§ **What you have to do**
Identify every line in the records below that contains the string "dark", and copy each such line in full. Case matters when matching.

:::

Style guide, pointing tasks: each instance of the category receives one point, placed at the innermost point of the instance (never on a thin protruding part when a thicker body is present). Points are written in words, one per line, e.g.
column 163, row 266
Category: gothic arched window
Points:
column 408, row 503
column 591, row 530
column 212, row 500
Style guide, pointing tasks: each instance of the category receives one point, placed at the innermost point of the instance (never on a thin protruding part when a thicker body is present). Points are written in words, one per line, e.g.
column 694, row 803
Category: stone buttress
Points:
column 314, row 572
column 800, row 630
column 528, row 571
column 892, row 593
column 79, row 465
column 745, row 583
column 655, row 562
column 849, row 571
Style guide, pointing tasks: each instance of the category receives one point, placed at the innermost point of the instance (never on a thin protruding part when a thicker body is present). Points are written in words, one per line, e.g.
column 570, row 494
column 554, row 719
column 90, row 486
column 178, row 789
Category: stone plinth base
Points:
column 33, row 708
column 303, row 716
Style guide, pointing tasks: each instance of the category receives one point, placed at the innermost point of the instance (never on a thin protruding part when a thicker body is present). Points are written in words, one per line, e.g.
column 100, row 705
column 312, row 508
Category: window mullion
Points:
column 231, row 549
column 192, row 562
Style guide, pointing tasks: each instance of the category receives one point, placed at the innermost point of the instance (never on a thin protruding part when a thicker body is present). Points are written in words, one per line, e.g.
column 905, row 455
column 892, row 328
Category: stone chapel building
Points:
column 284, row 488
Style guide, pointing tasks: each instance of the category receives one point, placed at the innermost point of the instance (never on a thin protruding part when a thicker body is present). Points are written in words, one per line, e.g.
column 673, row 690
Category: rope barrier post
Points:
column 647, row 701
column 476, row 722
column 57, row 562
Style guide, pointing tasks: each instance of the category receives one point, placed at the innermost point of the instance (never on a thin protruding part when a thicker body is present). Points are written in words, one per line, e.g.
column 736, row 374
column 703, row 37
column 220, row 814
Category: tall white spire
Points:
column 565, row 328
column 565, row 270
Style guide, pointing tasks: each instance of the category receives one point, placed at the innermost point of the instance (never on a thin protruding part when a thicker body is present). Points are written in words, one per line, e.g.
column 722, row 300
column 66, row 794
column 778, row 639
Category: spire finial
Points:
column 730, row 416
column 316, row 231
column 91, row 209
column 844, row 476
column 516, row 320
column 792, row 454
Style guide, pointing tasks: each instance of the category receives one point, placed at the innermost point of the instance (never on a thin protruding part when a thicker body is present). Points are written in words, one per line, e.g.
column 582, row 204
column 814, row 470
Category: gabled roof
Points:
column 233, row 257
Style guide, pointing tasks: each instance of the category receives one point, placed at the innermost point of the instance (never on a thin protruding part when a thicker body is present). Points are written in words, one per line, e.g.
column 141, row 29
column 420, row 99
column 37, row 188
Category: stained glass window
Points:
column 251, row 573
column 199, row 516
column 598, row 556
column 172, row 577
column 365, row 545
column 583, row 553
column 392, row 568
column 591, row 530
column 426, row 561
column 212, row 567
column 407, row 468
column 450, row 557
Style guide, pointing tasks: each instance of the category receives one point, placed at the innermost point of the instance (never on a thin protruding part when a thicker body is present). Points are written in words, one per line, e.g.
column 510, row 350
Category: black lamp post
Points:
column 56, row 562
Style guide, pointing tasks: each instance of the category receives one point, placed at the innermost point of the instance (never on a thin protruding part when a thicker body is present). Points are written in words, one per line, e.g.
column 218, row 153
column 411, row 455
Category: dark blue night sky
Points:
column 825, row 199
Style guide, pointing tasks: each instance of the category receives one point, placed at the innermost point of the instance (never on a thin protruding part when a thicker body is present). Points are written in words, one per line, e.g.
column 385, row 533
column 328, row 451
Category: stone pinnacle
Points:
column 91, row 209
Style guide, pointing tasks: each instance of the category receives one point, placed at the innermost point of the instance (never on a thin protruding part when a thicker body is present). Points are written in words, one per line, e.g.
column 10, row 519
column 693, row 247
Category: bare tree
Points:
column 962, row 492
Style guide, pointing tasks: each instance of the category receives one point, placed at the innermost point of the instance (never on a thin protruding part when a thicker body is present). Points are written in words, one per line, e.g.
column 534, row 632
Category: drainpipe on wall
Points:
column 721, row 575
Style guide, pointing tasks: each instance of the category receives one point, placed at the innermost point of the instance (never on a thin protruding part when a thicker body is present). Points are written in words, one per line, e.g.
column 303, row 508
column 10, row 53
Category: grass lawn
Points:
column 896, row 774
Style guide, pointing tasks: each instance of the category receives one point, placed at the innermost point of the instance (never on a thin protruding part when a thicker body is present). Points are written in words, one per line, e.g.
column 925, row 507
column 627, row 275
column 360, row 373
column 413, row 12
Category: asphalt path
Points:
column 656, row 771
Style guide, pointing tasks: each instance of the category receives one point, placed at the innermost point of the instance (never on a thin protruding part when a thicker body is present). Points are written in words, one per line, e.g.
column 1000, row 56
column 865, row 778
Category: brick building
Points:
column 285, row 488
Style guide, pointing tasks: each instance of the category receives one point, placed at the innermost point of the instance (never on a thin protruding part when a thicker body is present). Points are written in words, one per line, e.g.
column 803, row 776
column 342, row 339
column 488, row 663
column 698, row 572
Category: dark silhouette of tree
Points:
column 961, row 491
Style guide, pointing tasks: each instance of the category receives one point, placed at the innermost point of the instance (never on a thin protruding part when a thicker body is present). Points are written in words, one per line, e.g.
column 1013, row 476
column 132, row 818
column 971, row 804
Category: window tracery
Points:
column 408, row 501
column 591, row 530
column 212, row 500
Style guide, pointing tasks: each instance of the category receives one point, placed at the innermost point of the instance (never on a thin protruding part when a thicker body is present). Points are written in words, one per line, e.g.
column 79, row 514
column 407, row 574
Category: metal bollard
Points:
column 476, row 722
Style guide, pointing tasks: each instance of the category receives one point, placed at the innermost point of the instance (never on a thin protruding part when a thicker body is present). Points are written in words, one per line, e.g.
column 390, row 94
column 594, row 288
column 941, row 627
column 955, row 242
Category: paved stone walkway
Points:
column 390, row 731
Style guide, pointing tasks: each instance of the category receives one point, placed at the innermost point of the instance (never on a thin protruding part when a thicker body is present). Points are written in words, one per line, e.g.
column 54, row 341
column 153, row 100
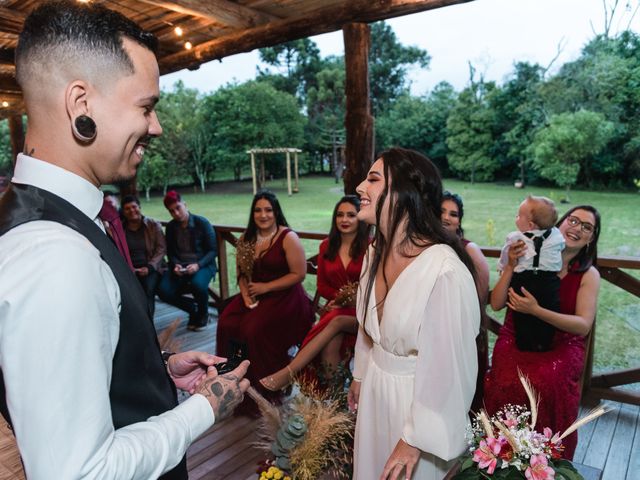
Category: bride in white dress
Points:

:::

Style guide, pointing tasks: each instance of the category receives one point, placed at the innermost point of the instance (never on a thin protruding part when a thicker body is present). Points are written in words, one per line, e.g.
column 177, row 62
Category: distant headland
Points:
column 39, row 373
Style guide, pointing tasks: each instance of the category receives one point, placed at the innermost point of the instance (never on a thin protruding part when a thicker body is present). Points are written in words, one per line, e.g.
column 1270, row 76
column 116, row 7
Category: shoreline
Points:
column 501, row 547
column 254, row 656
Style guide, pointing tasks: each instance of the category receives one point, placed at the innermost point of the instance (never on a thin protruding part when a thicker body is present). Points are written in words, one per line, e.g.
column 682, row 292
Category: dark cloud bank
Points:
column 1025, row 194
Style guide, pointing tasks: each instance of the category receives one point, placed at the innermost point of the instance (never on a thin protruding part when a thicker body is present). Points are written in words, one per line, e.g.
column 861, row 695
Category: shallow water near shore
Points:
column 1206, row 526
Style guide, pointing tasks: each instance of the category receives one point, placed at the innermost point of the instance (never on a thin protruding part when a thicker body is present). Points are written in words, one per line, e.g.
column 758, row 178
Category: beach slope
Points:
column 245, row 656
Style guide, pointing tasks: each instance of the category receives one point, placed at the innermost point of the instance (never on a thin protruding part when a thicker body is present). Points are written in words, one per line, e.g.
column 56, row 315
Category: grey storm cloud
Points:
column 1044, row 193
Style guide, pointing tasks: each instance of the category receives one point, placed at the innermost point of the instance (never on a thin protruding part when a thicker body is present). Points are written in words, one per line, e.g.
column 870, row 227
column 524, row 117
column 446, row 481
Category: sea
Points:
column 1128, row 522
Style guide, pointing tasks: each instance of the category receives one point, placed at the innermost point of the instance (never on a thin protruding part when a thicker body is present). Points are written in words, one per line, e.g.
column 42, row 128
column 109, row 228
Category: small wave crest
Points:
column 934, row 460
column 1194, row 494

:::

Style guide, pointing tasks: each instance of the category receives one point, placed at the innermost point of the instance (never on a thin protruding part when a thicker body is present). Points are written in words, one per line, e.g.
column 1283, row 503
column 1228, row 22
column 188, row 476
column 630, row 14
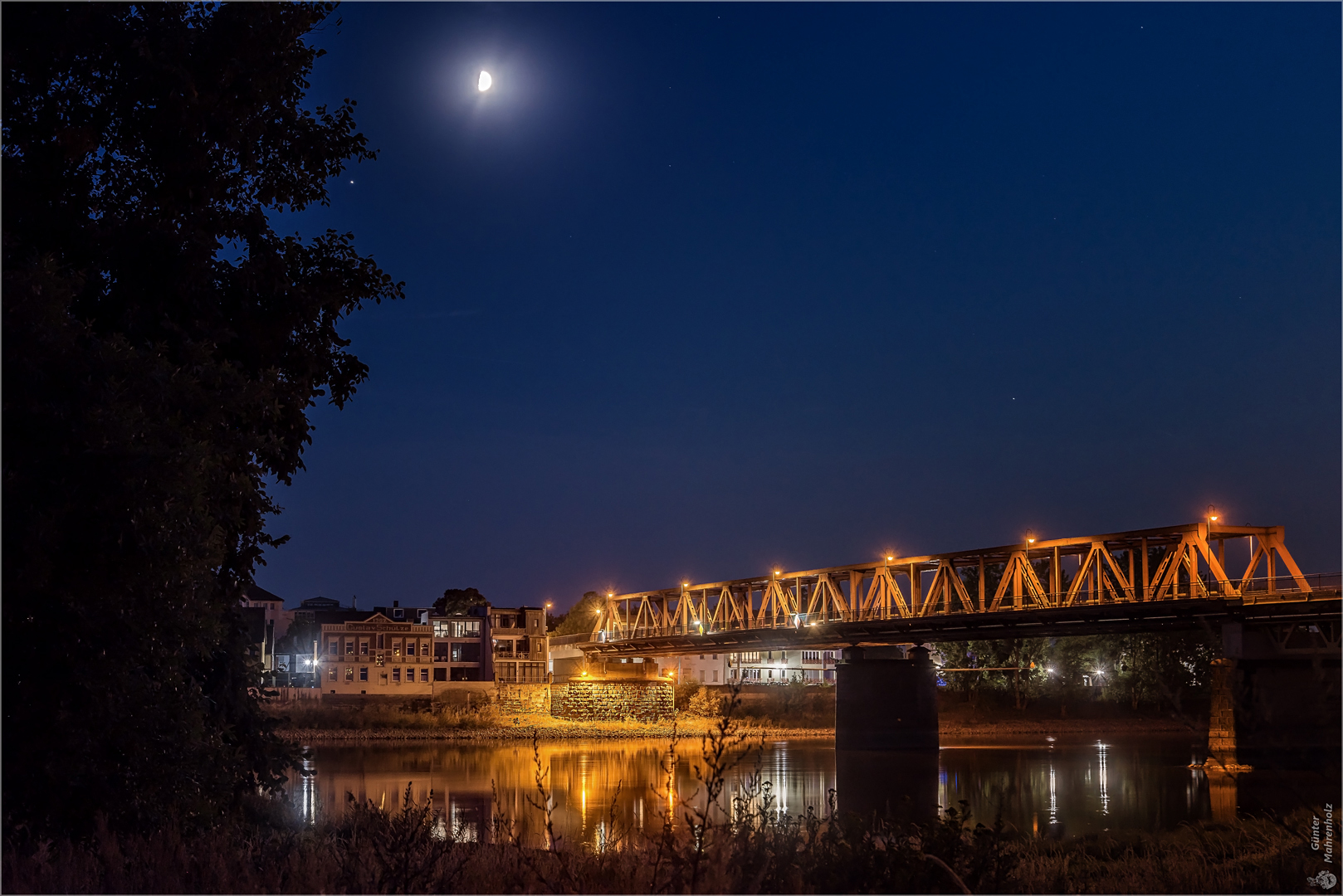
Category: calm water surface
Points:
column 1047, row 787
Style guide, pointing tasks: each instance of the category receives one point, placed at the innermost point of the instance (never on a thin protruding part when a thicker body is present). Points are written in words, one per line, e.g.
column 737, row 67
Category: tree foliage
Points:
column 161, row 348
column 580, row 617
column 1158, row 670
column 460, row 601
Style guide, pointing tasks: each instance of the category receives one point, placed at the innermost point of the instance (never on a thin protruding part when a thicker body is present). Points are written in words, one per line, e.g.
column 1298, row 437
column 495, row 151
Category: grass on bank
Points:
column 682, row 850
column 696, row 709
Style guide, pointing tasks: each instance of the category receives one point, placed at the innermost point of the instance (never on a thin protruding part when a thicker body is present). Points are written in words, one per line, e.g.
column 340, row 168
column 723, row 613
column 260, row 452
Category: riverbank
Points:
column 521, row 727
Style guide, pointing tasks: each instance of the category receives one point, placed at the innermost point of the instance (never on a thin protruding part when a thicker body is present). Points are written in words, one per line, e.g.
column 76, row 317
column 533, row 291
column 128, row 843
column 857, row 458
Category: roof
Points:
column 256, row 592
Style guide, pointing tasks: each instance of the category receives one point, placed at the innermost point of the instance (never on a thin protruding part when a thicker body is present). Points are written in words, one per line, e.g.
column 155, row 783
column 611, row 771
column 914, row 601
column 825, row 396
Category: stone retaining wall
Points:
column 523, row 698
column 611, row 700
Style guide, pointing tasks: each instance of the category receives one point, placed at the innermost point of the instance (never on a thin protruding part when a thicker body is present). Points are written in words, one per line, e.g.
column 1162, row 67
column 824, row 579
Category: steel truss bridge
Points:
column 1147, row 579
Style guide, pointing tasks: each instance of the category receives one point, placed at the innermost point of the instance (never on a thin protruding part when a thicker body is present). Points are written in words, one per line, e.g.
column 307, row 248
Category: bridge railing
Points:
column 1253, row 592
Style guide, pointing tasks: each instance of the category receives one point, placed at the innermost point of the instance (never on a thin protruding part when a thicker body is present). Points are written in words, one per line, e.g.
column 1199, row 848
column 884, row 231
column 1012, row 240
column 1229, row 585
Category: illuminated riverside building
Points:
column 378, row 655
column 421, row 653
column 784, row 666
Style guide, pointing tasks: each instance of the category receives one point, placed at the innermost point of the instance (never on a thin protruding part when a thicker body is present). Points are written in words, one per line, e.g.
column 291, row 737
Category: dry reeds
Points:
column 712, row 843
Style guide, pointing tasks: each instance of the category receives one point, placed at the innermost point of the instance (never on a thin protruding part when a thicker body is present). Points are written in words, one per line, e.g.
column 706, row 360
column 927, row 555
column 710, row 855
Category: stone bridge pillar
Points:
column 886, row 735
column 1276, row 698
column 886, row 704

:::

§ **Solution for this problem**
Category: dark blue night sky
Category: dark silhouette of tree
Category: dark cloud bank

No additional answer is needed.